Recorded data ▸
============================================================

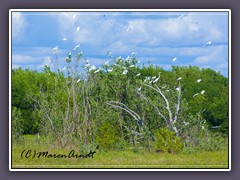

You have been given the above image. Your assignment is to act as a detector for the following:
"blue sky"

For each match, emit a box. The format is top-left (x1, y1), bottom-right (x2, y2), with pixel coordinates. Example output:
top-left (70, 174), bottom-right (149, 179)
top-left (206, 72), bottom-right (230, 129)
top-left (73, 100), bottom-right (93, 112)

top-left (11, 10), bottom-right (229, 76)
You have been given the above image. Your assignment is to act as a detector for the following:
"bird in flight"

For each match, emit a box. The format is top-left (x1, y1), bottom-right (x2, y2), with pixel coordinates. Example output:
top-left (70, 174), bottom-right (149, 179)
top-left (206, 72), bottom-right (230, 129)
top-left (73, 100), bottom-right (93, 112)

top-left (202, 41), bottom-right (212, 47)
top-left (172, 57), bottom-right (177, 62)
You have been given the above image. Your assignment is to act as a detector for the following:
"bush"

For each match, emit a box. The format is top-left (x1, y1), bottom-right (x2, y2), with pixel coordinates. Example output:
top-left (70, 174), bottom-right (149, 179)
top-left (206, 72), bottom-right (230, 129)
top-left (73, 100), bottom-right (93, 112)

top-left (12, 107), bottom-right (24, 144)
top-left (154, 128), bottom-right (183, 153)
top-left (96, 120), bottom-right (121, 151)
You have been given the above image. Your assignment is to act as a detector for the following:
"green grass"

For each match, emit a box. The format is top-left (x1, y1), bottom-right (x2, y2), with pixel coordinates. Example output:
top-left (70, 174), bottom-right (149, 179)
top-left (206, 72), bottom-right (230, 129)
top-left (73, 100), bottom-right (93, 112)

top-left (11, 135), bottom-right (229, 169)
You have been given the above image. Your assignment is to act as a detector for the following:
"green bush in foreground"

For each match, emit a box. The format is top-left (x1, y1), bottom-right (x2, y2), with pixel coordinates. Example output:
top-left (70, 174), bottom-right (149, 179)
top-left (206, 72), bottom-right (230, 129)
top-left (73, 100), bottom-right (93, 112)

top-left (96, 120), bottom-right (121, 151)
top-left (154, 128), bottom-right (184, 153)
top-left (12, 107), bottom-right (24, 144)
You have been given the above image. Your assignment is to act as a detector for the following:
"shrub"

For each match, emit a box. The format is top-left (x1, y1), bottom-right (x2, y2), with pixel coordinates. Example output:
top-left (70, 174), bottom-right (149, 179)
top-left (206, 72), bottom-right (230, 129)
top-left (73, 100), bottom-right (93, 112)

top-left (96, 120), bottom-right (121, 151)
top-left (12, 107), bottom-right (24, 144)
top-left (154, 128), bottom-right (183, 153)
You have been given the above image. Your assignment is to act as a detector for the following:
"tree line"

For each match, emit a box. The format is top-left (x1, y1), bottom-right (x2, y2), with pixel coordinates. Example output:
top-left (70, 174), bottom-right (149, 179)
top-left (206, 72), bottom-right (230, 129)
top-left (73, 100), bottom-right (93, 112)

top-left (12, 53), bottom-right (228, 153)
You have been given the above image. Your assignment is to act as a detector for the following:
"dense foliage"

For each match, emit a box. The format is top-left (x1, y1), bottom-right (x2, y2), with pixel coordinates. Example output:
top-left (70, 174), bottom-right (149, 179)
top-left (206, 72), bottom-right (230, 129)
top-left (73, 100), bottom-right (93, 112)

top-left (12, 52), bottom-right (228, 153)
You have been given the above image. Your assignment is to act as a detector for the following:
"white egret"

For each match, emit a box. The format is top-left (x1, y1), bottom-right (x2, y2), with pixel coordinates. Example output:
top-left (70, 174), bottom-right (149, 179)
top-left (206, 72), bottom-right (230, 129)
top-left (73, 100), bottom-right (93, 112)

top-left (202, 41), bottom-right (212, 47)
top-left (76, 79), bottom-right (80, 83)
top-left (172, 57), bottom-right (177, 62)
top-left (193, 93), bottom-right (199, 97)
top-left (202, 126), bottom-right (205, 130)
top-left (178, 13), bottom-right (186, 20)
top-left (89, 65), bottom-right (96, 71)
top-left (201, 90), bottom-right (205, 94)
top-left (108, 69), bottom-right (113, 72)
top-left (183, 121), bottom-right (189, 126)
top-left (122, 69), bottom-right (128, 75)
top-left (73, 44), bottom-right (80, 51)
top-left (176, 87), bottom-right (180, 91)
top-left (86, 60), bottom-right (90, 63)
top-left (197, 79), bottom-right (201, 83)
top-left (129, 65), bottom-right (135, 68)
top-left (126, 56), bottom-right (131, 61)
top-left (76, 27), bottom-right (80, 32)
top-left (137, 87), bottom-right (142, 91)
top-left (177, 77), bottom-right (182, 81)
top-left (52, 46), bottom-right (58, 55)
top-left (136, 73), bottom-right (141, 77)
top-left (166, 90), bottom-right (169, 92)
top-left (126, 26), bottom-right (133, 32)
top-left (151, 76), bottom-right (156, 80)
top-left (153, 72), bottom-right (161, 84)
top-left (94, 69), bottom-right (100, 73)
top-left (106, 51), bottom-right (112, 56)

============================================================

WHAT TO PRODUCE ▸ The entries above need an exact copy without their pictures.

OUTPUT ▸
You have been given the above image. Your assignment is to act as a detector for the following:
"blue sky"

For each match, emit a box. The format is top-left (x1, y1), bottom-right (x2, y2), with pixel coordinates. Example output:
top-left (70, 174), bottom-right (149, 179)
top-left (206, 72), bottom-right (230, 129)
top-left (73, 100), bottom-right (93, 112)

top-left (11, 10), bottom-right (229, 76)
You have been given the above image. Your assignment is to act as a detector for the following:
"bird in flight"

For each match, emit a box. The format is top-left (x1, y1), bottom-right (x2, y2), with pixel coordinates. Example output:
top-left (70, 174), bottom-right (149, 179)
top-left (206, 72), bottom-right (230, 129)
top-left (73, 100), bottom-right (93, 112)

top-left (202, 41), bottom-right (212, 47)
top-left (172, 57), bottom-right (177, 62)
You have been given the above image. Your assignment is to act as a detector for the following:
"bush"

For each match, emit a box. The format is top-left (x1, y1), bottom-right (x2, y2), with pixel coordinates. Example output:
top-left (70, 174), bottom-right (149, 179)
top-left (206, 72), bottom-right (230, 129)
top-left (73, 100), bottom-right (93, 112)

top-left (12, 107), bottom-right (24, 144)
top-left (154, 128), bottom-right (183, 153)
top-left (96, 120), bottom-right (121, 151)
You have been given the above image. Your assignment is to act as a detector for the following:
"green grass"

For each match, emit a box. The format is top-left (x1, y1), bottom-right (x2, y2), with pixel coordinates. Example output:
top-left (70, 174), bottom-right (149, 179)
top-left (206, 72), bottom-right (230, 129)
top-left (73, 100), bottom-right (93, 112)

top-left (11, 135), bottom-right (229, 169)
You have been given the above image. Your assignment is to act as a detector for the following:
"green bush in foreground"

For each match, emit a box. The format is top-left (x1, y1), bottom-right (x2, y2), with pixel coordinates. Example output:
top-left (70, 174), bottom-right (149, 179)
top-left (206, 72), bottom-right (230, 129)
top-left (73, 100), bottom-right (93, 112)

top-left (96, 120), bottom-right (121, 151)
top-left (154, 128), bottom-right (184, 153)
top-left (12, 107), bottom-right (24, 144)
You have been given the above image. Your assignment is to act as a detector for the following:
"shrub"

For each match, emit a box. The format is top-left (x1, y1), bottom-right (x2, y2), with pixel coordinates. Example output:
top-left (70, 174), bottom-right (149, 179)
top-left (206, 72), bottom-right (230, 129)
top-left (73, 100), bottom-right (93, 112)

top-left (96, 120), bottom-right (121, 151)
top-left (12, 107), bottom-right (24, 144)
top-left (154, 128), bottom-right (183, 153)
You have been given the above image. Your assignment is to act as a detector for the following:
"tree line"

For each match, emit a box. The format is top-left (x1, y1), bottom-right (x2, y2), with pixel coordinates. Example output:
top-left (70, 174), bottom-right (149, 179)
top-left (206, 72), bottom-right (230, 129)
top-left (73, 100), bottom-right (93, 112)

top-left (12, 53), bottom-right (228, 153)
You have been given the above image. Your assignment is to act as a detector for the following:
"dense foliage"

For each match, emit a box. The format is top-left (x1, y1), bottom-right (x2, y2), with pixel coordinates. Example output:
top-left (70, 174), bottom-right (149, 179)
top-left (206, 72), bottom-right (230, 129)
top-left (73, 100), bottom-right (93, 112)

top-left (12, 52), bottom-right (228, 153)
You have been given the above image. Your assignment is to act as a detector for the following:
"white egret"

For each match, emit a box. The format is top-left (x1, y1), bottom-right (x2, y2), with pixel coordinates. Example output:
top-left (70, 174), bottom-right (149, 179)
top-left (206, 72), bottom-right (230, 129)
top-left (73, 100), bottom-right (93, 112)

top-left (202, 41), bottom-right (212, 47)
top-left (76, 79), bottom-right (80, 83)
top-left (172, 57), bottom-right (177, 62)
top-left (193, 93), bottom-right (199, 97)
top-left (202, 126), bottom-right (205, 130)
top-left (178, 13), bottom-right (186, 20)
top-left (89, 65), bottom-right (96, 71)
top-left (201, 90), bottom-right (205, 94)
top-left (108, 69), bottom-right (113, 72)
top-left (183, 121), bottom-right (189, 126)
top-left (122, 69), bottom-right (128, 75)
top-left (73, 44), bottom-right (80, 51)
top-left (176, 87), bottom-right (180, 91)
top-left (86, 60), bottom-right (90, 63)
top-left (197, 79), bottom-right (201, 83)
top-left (129, 65), bottom-right (135, 68)
top-left (126, 56), bottom-right (131, 61)
top-left (76, 27), bottom-right (80, 32)
top-left (137, 87), bottom-right (142, 91)
top-left (177, 77), bottom-right (182, 81)
top-left (52, 46), bottom-right (58, 55)
top-left (136, 73), bottom-right (141, 77)
top-left (166, 90), bottom-right (169, 92)
top-left (126, 26), bottom-right (133, 32)
top-left (151, 76), bottom-right (156, 80)
top-left (153, 72), bottom-right (161, 84)
top-left (94, 69), bottom-right (100, 73)
top-left (106, 51), bottom-right (112, 56)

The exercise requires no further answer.